## GIVEN TASK
Collect every line of the entries that contains the word "mask" and copy each one in full.
------ RECORDS TO PROCESS
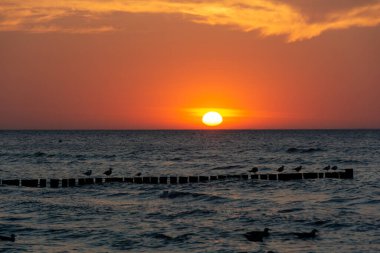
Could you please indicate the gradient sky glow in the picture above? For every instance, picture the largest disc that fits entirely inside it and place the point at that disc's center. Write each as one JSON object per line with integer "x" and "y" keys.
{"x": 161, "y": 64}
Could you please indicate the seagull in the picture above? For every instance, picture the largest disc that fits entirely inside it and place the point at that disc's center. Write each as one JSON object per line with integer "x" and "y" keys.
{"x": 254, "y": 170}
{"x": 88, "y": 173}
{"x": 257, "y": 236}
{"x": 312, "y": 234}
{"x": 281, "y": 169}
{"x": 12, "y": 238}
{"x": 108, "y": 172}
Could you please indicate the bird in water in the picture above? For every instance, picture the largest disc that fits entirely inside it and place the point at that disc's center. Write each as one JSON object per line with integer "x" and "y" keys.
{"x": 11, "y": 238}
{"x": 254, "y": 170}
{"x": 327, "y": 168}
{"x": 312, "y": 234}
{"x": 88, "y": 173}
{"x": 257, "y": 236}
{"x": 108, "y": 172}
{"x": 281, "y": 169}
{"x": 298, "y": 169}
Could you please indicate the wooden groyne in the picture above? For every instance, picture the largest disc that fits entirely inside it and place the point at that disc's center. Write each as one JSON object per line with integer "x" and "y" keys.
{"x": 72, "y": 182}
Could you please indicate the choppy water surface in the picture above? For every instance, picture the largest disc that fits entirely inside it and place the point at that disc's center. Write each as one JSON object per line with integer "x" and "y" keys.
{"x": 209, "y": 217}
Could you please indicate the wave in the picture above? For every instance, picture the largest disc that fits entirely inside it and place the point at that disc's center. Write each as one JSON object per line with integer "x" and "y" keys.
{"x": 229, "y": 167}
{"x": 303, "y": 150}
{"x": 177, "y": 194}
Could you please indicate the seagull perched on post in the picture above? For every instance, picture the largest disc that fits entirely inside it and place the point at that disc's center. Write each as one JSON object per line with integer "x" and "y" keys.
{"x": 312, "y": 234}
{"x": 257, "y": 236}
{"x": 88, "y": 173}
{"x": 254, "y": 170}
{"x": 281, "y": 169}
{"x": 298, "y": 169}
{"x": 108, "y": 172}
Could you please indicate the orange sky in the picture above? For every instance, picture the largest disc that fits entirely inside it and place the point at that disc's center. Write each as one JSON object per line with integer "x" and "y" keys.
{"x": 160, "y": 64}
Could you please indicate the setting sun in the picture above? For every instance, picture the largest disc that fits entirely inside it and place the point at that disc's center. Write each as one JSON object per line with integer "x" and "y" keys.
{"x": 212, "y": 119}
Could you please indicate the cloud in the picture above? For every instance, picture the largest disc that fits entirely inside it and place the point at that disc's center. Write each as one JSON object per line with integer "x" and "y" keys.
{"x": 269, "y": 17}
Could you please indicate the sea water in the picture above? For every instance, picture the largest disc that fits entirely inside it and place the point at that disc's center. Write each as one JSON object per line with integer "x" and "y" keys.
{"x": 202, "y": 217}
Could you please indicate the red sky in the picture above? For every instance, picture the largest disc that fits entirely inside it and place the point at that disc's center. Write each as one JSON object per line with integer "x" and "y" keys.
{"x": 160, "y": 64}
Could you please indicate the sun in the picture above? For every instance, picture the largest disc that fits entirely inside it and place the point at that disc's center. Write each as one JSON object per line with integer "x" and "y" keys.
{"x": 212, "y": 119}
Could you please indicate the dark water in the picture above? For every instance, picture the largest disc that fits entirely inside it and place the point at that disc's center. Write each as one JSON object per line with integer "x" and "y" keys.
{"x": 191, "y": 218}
------------
------ RECORDS TO PROCESS
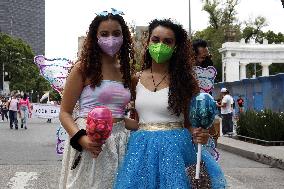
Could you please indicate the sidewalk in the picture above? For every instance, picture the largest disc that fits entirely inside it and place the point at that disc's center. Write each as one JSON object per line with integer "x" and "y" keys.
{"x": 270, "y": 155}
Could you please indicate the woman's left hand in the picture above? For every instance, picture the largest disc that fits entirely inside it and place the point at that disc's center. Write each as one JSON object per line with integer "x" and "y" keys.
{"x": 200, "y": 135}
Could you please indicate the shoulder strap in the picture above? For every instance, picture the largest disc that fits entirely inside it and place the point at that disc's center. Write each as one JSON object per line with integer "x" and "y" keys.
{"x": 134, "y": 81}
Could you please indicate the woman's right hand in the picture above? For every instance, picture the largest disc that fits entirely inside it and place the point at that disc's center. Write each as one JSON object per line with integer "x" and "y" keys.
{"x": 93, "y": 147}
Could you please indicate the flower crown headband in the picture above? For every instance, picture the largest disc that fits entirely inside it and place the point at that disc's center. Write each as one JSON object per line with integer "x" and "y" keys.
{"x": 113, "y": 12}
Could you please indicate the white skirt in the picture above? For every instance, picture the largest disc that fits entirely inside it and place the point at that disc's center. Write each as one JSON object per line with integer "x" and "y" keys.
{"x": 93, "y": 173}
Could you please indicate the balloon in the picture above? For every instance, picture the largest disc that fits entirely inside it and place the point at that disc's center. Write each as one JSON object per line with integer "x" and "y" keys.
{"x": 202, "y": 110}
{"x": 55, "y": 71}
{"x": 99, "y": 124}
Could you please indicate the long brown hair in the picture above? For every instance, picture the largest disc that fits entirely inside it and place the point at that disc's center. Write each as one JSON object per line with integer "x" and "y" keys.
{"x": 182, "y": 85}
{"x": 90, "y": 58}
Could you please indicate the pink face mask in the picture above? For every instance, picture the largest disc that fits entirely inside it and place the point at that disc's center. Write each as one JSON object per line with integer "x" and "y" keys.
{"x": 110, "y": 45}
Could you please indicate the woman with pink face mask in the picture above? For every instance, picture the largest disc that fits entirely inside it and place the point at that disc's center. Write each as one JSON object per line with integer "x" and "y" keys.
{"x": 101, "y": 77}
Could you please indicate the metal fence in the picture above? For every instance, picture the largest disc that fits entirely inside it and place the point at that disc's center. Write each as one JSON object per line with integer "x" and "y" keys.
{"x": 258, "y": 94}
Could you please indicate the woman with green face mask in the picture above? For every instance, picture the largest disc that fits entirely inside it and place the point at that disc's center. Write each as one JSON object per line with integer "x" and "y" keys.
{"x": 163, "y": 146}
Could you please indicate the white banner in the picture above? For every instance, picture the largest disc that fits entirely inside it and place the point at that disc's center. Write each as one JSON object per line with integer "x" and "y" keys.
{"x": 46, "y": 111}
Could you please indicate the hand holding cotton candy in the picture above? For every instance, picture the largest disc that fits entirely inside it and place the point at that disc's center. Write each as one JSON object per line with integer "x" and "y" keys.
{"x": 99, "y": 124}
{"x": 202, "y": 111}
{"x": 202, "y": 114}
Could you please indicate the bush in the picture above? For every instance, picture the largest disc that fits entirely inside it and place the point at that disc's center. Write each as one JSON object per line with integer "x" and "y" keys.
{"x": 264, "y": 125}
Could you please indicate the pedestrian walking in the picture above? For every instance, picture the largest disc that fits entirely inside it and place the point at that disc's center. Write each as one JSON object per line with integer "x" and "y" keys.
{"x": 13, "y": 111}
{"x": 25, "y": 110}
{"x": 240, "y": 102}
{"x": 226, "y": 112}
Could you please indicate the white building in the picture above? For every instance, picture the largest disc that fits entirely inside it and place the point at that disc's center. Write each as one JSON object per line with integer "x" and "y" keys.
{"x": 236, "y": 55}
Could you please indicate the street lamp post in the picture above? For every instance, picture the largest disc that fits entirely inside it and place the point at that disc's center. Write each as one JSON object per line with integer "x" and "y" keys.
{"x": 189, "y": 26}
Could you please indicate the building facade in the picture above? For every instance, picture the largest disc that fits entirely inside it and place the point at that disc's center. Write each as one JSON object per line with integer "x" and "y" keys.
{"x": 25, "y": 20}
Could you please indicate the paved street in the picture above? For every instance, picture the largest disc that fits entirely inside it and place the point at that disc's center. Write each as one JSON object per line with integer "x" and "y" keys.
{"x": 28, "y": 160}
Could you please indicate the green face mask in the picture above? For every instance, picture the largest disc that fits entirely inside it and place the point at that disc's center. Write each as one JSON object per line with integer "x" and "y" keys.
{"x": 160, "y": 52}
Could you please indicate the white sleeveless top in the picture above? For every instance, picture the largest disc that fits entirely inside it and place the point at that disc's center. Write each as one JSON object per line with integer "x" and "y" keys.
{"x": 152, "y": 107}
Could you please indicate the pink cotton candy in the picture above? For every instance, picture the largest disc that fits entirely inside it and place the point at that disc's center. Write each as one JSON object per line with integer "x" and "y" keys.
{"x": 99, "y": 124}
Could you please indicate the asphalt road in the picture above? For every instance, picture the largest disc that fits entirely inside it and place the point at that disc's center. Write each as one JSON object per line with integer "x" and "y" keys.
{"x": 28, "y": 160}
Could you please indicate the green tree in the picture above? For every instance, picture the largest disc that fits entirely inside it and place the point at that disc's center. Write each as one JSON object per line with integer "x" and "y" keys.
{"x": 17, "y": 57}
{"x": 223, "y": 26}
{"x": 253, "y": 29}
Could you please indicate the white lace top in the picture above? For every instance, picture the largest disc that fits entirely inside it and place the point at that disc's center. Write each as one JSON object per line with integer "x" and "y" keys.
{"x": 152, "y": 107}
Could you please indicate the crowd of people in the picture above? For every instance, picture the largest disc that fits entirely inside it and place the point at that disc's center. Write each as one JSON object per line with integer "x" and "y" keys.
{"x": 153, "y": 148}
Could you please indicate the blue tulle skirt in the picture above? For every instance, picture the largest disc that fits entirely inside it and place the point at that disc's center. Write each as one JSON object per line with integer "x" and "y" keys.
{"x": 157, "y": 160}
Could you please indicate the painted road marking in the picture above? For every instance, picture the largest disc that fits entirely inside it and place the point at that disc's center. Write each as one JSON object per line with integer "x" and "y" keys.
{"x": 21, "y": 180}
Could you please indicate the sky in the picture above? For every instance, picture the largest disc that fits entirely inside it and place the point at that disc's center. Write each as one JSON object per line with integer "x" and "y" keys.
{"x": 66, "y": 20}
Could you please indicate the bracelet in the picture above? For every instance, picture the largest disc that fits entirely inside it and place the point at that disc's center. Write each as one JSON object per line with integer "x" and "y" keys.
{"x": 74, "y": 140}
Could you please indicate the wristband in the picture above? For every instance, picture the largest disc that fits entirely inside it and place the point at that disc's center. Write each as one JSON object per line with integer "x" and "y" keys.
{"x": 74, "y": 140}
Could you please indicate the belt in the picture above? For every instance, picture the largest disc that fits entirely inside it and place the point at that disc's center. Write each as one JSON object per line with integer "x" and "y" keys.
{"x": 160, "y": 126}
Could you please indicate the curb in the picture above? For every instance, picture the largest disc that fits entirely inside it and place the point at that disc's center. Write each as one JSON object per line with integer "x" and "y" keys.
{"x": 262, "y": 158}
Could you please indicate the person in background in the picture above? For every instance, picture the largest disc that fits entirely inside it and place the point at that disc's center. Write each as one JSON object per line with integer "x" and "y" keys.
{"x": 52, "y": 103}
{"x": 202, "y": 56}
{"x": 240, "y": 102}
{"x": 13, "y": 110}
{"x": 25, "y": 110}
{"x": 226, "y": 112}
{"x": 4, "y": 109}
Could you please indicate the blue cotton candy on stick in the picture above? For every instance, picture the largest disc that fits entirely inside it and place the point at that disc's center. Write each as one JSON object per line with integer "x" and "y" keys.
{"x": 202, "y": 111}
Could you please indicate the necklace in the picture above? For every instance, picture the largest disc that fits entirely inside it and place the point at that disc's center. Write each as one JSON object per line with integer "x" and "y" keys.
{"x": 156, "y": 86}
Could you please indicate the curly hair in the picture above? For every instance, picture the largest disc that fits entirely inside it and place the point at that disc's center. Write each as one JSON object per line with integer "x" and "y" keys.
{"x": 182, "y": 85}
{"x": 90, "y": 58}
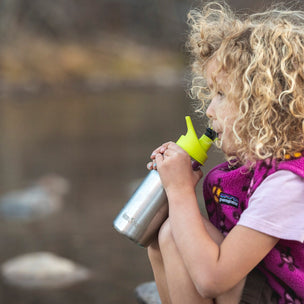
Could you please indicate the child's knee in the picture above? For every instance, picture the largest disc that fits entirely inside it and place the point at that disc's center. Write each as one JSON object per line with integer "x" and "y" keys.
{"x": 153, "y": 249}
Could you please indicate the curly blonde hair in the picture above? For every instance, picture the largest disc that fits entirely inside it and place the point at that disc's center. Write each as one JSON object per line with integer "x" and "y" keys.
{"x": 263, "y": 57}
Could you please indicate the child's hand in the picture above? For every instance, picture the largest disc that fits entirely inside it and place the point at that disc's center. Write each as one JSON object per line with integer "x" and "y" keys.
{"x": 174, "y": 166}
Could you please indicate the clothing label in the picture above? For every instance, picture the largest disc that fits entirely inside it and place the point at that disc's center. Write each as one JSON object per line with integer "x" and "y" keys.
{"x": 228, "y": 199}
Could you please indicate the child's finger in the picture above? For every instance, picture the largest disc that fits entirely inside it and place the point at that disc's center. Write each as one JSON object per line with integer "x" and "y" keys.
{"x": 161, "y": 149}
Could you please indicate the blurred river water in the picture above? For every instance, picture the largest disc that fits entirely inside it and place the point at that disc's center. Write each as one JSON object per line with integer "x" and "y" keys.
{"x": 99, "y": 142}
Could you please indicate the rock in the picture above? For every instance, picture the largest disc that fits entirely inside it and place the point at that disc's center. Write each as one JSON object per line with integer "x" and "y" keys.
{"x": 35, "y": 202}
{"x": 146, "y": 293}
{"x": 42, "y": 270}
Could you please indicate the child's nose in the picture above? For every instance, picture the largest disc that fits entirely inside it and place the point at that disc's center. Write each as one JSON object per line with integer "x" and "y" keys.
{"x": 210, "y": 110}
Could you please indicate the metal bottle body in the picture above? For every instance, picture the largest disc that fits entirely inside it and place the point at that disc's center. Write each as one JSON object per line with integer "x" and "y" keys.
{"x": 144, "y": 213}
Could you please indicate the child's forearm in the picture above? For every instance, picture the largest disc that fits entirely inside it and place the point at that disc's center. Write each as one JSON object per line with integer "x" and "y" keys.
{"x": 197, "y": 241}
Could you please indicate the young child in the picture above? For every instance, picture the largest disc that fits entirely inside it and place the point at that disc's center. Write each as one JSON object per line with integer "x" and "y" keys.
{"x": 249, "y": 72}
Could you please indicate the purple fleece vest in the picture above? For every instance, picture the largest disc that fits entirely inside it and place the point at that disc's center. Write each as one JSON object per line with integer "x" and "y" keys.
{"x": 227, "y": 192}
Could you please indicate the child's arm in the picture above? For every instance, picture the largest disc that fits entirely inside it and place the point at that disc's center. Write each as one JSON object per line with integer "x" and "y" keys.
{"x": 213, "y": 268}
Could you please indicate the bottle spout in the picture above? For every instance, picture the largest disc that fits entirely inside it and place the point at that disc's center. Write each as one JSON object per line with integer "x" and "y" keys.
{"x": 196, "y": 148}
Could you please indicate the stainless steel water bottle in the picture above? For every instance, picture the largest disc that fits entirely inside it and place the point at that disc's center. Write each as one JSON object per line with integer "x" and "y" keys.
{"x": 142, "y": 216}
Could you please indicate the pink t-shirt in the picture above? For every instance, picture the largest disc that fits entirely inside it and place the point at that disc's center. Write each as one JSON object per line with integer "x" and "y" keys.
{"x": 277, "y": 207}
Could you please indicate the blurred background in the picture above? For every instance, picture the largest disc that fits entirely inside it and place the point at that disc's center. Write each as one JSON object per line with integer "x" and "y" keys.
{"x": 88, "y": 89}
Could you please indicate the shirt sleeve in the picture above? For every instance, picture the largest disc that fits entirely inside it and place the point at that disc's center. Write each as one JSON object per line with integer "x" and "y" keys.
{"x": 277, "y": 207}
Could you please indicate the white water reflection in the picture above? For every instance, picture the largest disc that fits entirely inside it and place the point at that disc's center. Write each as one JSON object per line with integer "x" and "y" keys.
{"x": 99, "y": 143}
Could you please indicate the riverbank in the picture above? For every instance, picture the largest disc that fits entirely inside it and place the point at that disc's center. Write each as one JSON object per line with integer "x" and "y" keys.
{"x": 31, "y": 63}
------------
## EXERCISE SOLUTION
Could you please indicate the pink face mask in the picture above? For every instance, picture the largest disc that fits entirely inside it and place the point at that disc's center. Write each as one JSON object per line with integer "x" and "y" keys.
Could you please indicate the woman with pink face mask in the picture above? For every instance, picture the largest disc that fits entirely inside it and place the point at that disc's center. Write each as one JSON object per line with integer "x" and "y" keys.
Could you please indicate the woman with green face mask in the picture above? For every instance, picture the largest disc that fits entirely inside it and place the point at that disc's center. Write each as one JSON object per line with integer "x" and "y" keys.
Could you please indicate the green face mask in the picture above? For every instance, picture the largest disc that fits entirely inside it and place the point at that disc's center. Write each as one JSON object per line with integer "x" and "y" keys.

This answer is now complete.